• [WHAT IS REQUIRED] Return only the line containing "A point set on every instance of the black stripe, each" and each line after it, exactly as written, through the end of the records.

• [MATERIAL TO PROCESS]

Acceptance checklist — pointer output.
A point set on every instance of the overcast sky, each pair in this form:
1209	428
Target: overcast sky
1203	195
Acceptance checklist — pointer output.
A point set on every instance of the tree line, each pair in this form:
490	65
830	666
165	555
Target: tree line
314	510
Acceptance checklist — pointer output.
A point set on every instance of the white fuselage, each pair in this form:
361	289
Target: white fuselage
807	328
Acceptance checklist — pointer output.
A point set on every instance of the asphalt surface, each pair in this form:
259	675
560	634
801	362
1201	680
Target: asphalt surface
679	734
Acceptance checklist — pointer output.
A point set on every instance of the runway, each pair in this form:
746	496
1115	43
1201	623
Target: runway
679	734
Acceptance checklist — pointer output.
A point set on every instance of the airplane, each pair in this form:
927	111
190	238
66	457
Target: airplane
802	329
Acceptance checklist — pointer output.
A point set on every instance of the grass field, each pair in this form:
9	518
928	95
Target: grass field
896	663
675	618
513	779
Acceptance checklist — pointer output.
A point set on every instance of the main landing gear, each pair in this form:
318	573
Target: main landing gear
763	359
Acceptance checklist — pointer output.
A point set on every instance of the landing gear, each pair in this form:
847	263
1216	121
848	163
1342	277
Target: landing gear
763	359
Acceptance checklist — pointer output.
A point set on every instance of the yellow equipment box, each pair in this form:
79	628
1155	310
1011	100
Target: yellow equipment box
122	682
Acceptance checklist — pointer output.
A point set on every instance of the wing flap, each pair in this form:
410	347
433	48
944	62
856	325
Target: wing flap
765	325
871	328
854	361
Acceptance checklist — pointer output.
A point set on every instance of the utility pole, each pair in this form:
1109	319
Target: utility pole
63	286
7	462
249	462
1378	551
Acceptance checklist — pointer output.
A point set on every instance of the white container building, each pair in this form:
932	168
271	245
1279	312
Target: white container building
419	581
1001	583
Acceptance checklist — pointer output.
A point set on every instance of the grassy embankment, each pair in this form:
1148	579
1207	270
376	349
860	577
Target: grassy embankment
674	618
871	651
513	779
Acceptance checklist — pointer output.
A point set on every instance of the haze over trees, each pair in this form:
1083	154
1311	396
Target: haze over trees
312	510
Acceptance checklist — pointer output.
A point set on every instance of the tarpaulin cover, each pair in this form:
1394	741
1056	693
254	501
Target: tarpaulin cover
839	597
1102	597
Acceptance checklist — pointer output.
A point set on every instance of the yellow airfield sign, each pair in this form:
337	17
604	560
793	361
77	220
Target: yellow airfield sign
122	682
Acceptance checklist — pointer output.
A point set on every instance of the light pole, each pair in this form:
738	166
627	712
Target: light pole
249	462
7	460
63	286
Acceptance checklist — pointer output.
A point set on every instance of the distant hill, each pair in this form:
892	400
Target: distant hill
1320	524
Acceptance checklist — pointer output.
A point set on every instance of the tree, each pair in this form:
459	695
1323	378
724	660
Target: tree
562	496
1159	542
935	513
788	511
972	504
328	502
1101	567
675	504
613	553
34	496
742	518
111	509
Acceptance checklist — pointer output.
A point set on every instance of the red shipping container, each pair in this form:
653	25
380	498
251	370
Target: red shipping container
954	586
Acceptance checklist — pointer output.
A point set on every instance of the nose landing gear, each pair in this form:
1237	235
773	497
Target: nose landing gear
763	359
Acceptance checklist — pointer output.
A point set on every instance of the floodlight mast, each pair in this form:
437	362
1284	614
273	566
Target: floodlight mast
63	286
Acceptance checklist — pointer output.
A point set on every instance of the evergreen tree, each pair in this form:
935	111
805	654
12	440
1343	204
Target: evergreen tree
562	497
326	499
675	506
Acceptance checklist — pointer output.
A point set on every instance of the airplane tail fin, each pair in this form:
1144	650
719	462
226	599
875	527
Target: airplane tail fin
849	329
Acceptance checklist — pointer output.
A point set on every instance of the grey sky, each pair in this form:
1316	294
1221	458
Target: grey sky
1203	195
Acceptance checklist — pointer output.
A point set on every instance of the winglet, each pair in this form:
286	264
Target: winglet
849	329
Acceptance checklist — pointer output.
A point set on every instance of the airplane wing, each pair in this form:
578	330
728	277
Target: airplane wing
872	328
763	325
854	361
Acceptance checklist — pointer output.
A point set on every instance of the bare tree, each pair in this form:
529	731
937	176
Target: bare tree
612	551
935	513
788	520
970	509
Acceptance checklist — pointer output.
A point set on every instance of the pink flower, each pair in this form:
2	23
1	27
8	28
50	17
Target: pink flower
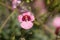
15	3
56	22
26	20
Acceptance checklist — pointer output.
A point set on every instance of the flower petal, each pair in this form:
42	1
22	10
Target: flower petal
18	1
27	13
56	22
32	17
20	18
26	25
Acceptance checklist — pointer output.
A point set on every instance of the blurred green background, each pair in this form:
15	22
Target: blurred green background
42	29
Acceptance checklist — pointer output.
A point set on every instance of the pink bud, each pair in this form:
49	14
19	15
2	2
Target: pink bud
56	22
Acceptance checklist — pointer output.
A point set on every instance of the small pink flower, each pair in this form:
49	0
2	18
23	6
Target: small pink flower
15	3
56	22
26	20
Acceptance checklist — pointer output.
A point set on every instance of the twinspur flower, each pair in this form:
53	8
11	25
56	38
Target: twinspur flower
56	22
26	19
15	3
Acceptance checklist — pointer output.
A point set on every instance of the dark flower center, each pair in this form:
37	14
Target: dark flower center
26	18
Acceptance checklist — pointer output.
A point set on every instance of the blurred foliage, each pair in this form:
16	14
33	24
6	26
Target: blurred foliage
12	30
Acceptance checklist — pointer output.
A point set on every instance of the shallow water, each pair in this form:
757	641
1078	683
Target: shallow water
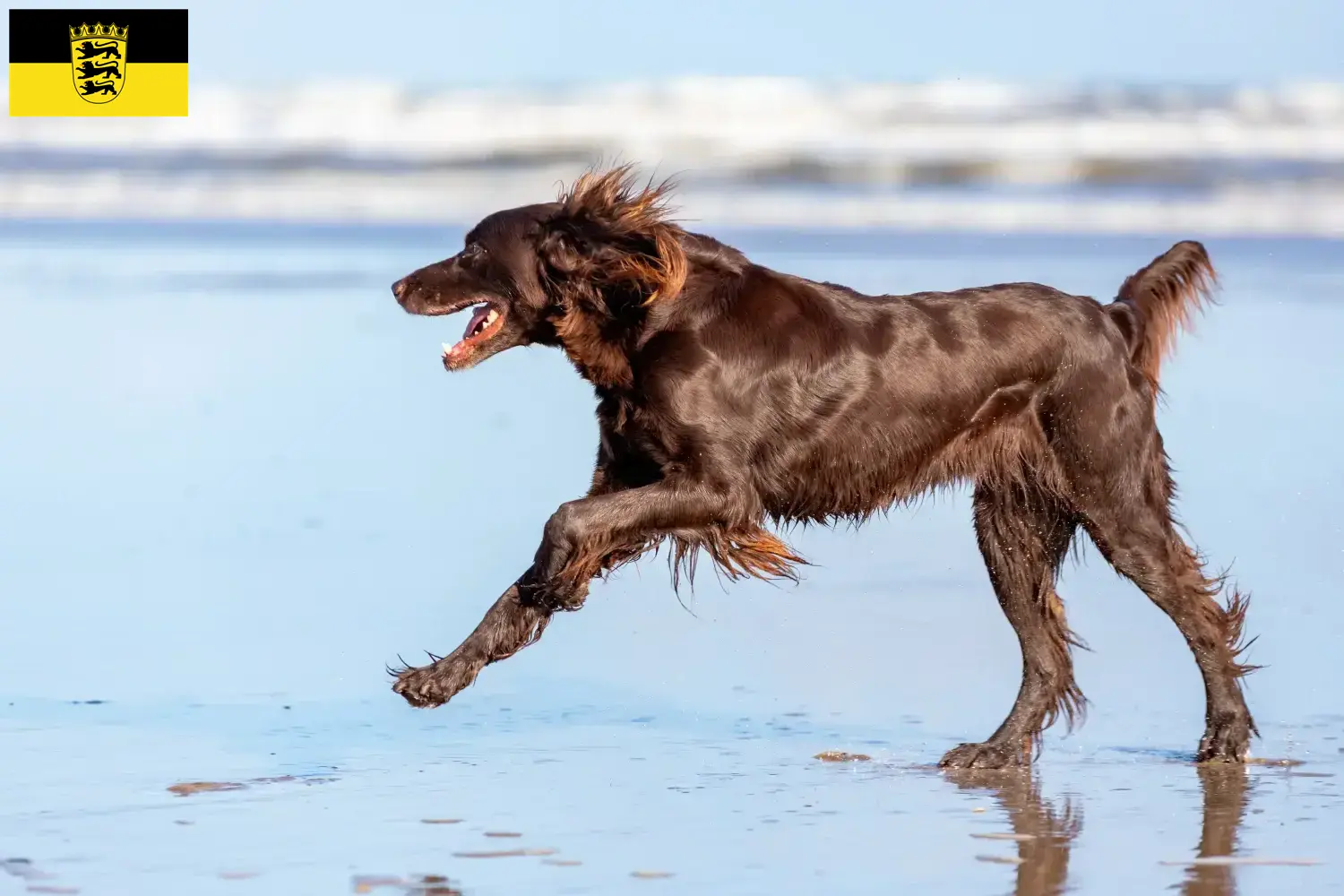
236	482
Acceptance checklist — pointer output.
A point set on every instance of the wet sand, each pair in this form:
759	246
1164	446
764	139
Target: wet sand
238	484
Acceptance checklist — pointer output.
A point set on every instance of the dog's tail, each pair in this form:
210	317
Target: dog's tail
1160	300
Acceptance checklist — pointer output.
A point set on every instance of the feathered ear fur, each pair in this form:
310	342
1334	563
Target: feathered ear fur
609	252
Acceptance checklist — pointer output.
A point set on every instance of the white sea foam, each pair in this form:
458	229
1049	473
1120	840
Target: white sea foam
753	151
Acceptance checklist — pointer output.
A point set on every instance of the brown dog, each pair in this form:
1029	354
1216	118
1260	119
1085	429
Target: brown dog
730	394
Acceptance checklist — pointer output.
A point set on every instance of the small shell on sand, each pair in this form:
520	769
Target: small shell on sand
839	755
188	788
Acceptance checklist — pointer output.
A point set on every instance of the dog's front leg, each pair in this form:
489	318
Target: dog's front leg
582	538
508	626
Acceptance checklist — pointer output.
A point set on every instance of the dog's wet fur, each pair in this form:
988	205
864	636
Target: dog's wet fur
731	397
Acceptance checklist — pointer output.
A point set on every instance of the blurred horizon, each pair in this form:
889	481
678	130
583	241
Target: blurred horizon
1218	118
532	43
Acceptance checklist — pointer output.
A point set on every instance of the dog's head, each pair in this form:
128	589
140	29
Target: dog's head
578	273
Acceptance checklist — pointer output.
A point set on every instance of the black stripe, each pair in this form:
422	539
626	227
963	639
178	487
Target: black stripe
43	35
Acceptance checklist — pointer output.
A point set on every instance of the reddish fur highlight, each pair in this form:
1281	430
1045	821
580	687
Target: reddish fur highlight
1168	293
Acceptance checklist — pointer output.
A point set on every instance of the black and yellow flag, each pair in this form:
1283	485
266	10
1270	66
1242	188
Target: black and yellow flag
97	62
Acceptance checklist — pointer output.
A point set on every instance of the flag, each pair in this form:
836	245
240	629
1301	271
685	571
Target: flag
97	62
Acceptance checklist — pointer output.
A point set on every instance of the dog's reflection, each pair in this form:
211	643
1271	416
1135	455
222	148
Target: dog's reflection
1045	831
1223	790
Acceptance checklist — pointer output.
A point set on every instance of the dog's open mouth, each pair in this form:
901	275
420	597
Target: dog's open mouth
486	323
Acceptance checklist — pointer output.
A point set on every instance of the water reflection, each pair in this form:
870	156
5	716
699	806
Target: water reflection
1045	831
1223	791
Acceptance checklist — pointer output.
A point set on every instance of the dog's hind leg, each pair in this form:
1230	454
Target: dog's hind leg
1128	514
1024	533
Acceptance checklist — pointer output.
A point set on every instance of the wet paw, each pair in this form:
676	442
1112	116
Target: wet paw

• [OUTPUT FOR THIS TASK]
A point set on every instance of the black stripe, each pair in this form:
422	539
626	227
963	639
178	487
Target: black stripe
43	35
Acceptance checklist — pointer output.
A point set on every instance of the reddish fur highlight, each pair in this form:
1281	430
1045	821
580	687
Target: reddish fur highlight
1168	293
Acceptance checklist — pointer output.
A point set on every instance of the black and yellow flag, each pair in this form:
1283	485
266	10
1270	66
1242	188
Target: black and yellow flag
97	62
Acceptance checklist — pointer output.
A point set on every instance of the flag, each pair in this form:
836	245
240	629
1301	271
685	571
Target: flag
97	62
Acceptance checklist — pointer output.
A point set on every instance of the dog's reflection, each pair in this form:
211	643
1271	416
1135	455
222	148
Target: dog's reflection
1045	831
1223	790
Acceptance checklist — pointer output.
A point set on every instance of the dog's open mouth, each pair in this form:
901	275
420	597
Target: dog's open mouth
486	323
Acceptance checklist — pointer output.
A point set on every instance of the water reflection, each pair in this form:
870	156
5	716
699	806
Target: water reflection
1045	831
1223	791
Acceptance checklist — pointer output.
A point set on every instance of the dog's hind leg, each pair in this form:
1230	454
Target: dog's hind leg
1128	514
1024	533
Acceptance checklist — pointer output.
A point set on every instance of the wet paw, each pair in this form:
676	442
1112	116
Target: wet paw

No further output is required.